» WHAT YOU NEED TO DO: Reproduce the entries below from the first line up to and including the line with "x=954 y=443", swapping "farthest from its outline" for "farthest from its edge" and leaving everything else as it is.

» EXTRACTED RECORDS:
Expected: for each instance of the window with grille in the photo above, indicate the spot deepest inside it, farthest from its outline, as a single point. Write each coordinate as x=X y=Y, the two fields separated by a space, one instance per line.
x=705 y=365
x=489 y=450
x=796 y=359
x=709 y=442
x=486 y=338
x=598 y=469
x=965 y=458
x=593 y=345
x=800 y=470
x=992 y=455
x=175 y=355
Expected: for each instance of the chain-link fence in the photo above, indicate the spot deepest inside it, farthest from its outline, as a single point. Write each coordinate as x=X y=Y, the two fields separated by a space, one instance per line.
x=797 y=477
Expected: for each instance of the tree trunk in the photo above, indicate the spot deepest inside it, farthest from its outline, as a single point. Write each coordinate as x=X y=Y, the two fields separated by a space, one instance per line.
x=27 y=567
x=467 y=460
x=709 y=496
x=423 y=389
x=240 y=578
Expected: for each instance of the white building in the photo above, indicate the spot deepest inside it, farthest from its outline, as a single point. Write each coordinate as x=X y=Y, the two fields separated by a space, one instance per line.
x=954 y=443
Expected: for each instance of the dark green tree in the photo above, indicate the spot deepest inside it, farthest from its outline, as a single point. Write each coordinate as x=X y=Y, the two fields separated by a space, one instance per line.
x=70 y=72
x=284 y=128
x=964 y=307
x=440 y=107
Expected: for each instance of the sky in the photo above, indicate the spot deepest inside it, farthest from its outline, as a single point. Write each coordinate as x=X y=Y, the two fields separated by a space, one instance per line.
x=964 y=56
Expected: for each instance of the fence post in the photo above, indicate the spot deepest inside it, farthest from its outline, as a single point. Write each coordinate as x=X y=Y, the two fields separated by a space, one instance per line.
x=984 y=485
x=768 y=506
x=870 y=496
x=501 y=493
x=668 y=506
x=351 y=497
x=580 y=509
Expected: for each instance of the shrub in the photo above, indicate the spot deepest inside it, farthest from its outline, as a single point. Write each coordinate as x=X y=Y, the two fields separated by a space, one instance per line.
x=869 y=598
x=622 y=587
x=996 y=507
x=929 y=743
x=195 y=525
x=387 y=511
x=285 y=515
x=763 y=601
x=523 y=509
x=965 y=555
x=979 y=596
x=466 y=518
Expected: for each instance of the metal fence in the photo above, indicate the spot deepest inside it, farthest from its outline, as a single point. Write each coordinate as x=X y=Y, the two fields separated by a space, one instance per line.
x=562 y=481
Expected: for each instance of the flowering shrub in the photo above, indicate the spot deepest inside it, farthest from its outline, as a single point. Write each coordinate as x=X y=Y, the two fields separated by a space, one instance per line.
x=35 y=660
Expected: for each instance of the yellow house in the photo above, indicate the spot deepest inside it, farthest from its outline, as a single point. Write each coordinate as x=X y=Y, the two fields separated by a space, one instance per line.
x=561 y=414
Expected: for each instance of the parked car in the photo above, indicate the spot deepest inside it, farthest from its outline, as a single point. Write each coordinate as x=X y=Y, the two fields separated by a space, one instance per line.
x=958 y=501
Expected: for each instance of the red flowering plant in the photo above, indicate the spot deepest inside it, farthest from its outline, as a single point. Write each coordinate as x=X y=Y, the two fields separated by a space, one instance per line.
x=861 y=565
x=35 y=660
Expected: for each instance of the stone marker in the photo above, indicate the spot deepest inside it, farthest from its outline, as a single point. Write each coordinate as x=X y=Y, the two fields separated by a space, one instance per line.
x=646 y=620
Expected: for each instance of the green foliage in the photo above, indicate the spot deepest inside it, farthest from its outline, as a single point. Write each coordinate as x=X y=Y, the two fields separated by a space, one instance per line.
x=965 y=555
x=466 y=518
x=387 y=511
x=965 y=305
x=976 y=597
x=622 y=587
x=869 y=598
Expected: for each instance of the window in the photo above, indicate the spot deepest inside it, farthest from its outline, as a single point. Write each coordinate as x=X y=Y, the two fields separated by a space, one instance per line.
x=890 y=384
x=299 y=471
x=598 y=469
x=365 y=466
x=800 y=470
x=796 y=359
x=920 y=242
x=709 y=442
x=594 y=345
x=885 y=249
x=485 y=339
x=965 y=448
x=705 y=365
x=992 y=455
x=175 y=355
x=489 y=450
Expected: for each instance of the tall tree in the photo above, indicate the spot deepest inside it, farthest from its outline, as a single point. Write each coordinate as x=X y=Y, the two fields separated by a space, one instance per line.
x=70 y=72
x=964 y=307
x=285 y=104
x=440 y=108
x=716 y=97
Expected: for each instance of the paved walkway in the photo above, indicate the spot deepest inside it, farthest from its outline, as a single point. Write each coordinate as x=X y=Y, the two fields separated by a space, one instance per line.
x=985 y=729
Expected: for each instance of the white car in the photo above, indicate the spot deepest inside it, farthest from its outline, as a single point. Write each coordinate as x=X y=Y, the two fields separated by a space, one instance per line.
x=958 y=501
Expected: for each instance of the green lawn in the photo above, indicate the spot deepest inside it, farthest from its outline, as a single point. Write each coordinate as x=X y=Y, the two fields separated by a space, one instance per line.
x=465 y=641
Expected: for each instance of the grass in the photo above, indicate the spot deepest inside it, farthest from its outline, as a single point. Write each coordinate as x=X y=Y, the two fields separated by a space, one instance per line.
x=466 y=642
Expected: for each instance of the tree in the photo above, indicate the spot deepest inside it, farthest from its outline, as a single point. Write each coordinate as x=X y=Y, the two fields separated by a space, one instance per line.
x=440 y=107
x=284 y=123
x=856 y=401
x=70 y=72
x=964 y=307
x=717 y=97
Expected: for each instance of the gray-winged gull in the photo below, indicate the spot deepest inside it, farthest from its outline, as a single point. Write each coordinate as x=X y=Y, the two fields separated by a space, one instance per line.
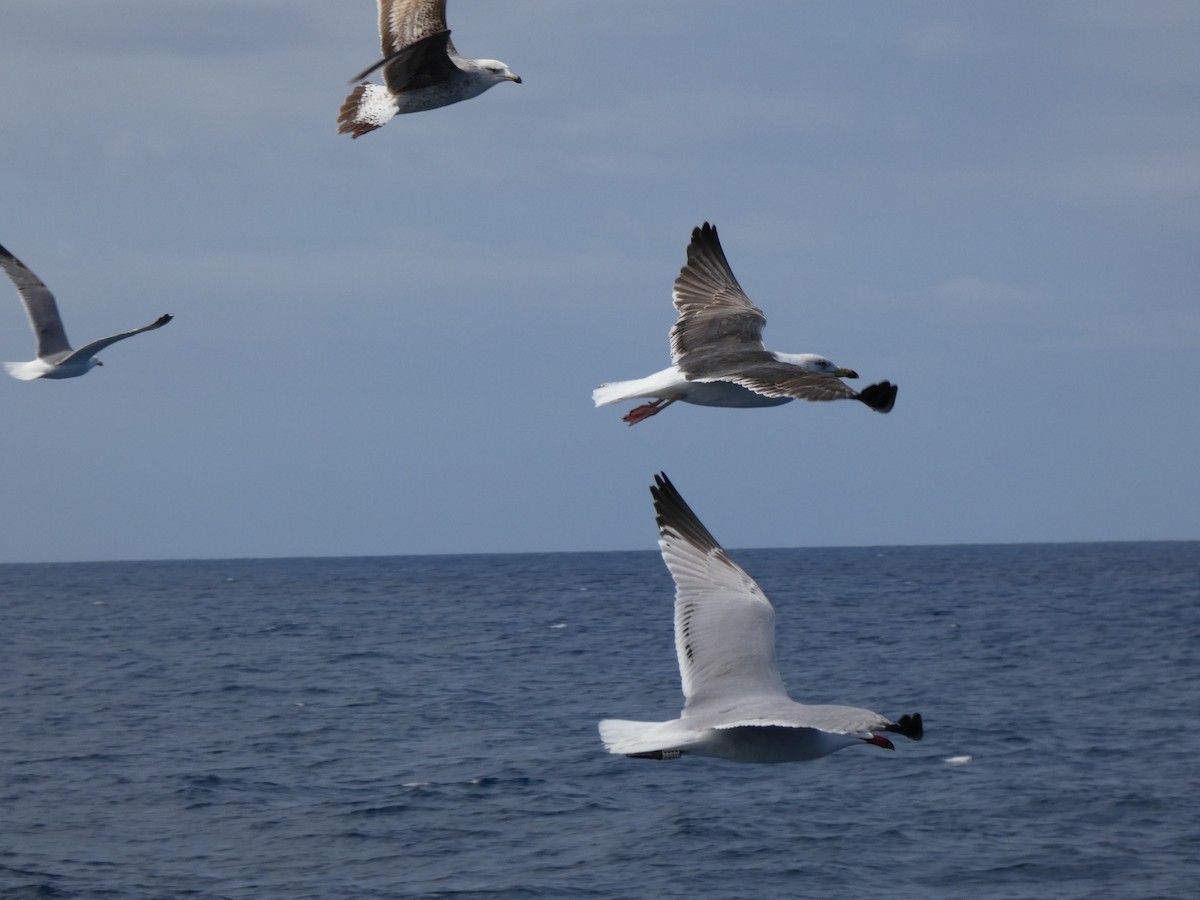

» FINAL RESULT:
Expected: for each instance of the window with grille in the photo above, indicate the spot deepest inside it, farthest from its edge, as a single point. Write each coordinate as x=X y=Y, the two fields separated by a space, one instance per line.
x=705 y=365
x=489 y=450
x=796 y=359
x=709 y=442
x=486 y=338
x=598 y=469
x=965 y=458
x=593 y=345
x=800 y=470
x=992 y=455
x=175 y=355
Expected: for each instance of the chain-link fence in the photo above, indicate the spot deepest inside it, farthest from its edge, as a single point. Write each coordinate as x=X y=Y, the two fields separated by a space, one instance per line.
x=797 y=477
Expected: for each instance of the tree trunk in the photo above, indicate the spot deepest inside it, farthest from its edge, as a single point. Write each coordinate as x=X y=Y, the two fields separated by a space, one instance per line.
x=27 y=567
x=467 y=460
x=709 y=496
x=423 y=389
x=240 y=578
Expected: for each instance of the white building in the photo above, indicate the spot deepest inside it, farthest from its edge, as a single point. Write each coordinate as x=X y=Y, the two fields separated by a space, one instance per line.
x=954 y=443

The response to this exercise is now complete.